• [What to do] Select every line in the records below that contains the string "marking", and copy each of those lines.

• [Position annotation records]
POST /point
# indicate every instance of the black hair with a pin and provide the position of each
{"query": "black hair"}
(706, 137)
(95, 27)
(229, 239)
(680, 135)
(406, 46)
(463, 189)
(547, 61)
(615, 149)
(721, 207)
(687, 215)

---

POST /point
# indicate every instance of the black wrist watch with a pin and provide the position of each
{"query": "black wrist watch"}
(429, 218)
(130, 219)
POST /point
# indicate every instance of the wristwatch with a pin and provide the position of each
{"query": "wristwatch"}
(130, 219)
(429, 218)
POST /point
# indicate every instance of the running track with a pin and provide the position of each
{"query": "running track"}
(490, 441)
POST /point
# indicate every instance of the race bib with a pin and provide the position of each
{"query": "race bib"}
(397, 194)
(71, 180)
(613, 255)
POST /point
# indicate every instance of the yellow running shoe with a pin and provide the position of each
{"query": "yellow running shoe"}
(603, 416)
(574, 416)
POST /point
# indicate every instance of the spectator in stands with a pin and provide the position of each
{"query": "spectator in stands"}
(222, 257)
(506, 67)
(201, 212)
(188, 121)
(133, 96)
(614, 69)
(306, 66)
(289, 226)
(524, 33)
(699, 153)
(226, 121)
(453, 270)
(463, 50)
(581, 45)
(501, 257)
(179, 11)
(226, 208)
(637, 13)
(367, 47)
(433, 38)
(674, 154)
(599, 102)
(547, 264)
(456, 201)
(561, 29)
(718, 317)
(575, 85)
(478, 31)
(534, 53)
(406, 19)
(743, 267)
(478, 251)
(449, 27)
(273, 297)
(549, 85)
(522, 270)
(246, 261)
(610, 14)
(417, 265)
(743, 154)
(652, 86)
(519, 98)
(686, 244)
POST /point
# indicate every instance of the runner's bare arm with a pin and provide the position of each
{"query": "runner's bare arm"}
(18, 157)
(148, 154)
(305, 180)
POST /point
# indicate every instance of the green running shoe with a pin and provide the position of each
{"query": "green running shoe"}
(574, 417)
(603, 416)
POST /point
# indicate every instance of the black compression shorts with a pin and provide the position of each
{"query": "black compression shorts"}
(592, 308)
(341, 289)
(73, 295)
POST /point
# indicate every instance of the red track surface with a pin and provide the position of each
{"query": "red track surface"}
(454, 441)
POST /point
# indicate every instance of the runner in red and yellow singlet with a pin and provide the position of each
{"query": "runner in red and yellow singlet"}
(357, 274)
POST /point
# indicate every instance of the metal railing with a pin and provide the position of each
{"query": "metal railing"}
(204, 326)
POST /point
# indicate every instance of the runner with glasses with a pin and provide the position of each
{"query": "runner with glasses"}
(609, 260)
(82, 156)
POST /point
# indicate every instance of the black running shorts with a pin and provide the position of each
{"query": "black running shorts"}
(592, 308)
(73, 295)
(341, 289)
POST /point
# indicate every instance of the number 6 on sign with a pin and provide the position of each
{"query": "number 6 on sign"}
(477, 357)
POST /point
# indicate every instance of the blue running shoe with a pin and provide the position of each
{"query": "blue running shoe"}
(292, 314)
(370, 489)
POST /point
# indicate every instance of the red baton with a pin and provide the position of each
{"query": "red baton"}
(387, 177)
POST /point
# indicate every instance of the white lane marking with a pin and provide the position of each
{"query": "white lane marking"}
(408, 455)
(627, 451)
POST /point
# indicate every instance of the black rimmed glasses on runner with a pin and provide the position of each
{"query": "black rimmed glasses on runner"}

• [Final answer]
# indicate every instance of the white lane marking with a pin and provide the position of each
{"query": "white lane marking"}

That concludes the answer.